=== Exercise text ===
● ● ● ● ●
I wonder whether we shouldn't just use 'expr' without true_/false_
prefix; I am especially stumbling over the underscore but also
"true/false expr" sounds a bit odd.
I'm open to different naming. In the GCC C frontend, the
build_conditional_expr function uses op1 and op2, while the Clang AST
uses an expression array with COND, LHS, and RHS
Note: I am not talking about the internal name - I am totally fine with
true_expr and false_expr.
I am talking about the wording presented to the Fortran user, who
will see the compiler error message.
Thus, "+ if (true_expr->rank != false_expr->rank)" is perfectly fine
with me.
But instead of:
Error: true_expr at (1) and false_expr at (2) in conditional expression must
have the same rank
I wonder whether it would be more Fortran like (without loosing
information) to say:
Error: expr at (1) and expr at (2) in conditional expression must have the same
rank
which avoids the underscore and true/false prefix.
* * *
BTW, just thinking about it: When simplifying, I wonder
whether we want to have a special case for
cond ? expr1 : expr1
Namely, condition is only known at runtime but both expressions are
identically? I think gfc_dep_compare_expr (...) == 0 does this.
(If you add it, please re-check that my claim is correct.)
* * *
I think for the beginning, that's okay – albeit a nicer 'sorry' would
be better and fully working .nil. best 😉
A nicer sorry still needs .nil. be parsed in the frontend. For now,
I'll keep it as a hard error and add the remaining functionality soon
🙂
Fine with me. Getting the first version in is more important. [Albeit
if you always print the sorry after parsing, it should be also simple;
the trickier part is to properly handle it - including printing an error
when it is invalid.]
* * *
I'm not sure if I'm understanding you correctly here. Are you
suggesting we treat the conditional expression as a special case for
EXPR_OP (the ternary operator)?
● ● ● ● ●
=== Source material ===
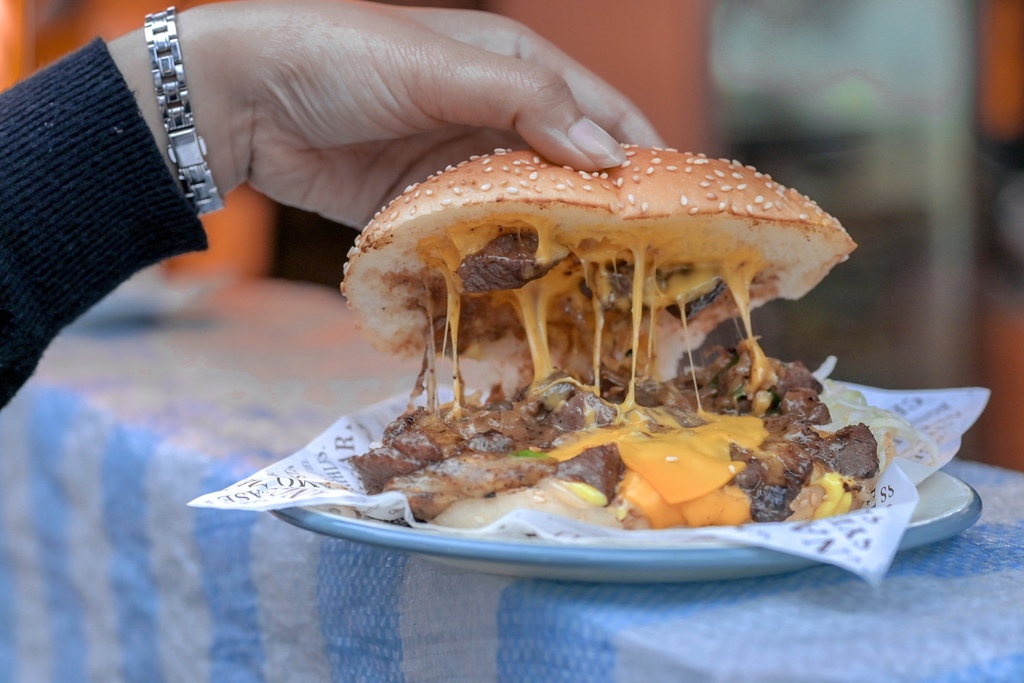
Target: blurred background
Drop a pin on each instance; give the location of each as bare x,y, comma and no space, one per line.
903,120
● ● ● ● ●
=== About this exercise ===
Extend the Fortran conditional-expression discussion, starting right after its final question about EXPR_OP.

=== Answer area ===
My initial thought, which isn't fully developed, is to store a nullptr
for the nil in the AST. However, this would require a null check every
time we use the true/false expr...
Not as ternery operator, only for .NIL.:
I was wondering about .NIL. as an operator that takes 0 expressions
with it - contrary to .NOT. that takes one (unary) and .AND. that takes
two (binary). - I got the idea because of the '.<something>.' it looks
very much like an operator and fits into the parser for operators.
But I have not thought whether that has additional implications or
how many code changes it requires.
Your idea of using nullptr is also interesting - and at a first glance,
should work. On the second thought, wouldn't this have issues (a) for
the diagnostic if gfc_expr == nullptr as there is also no expr->where
in that case. Additionally, (b) condition is known at compile time,
the might simplify to nullptr - which has issues. Having a special
case for EXPR_CONDITIONAL is fine - as it is localized, but adding
it elsewhere is a problem, especially as we already have several
null values in Fortran:
At least null(), c_null_ptr, and c_null_funptr come into my mind.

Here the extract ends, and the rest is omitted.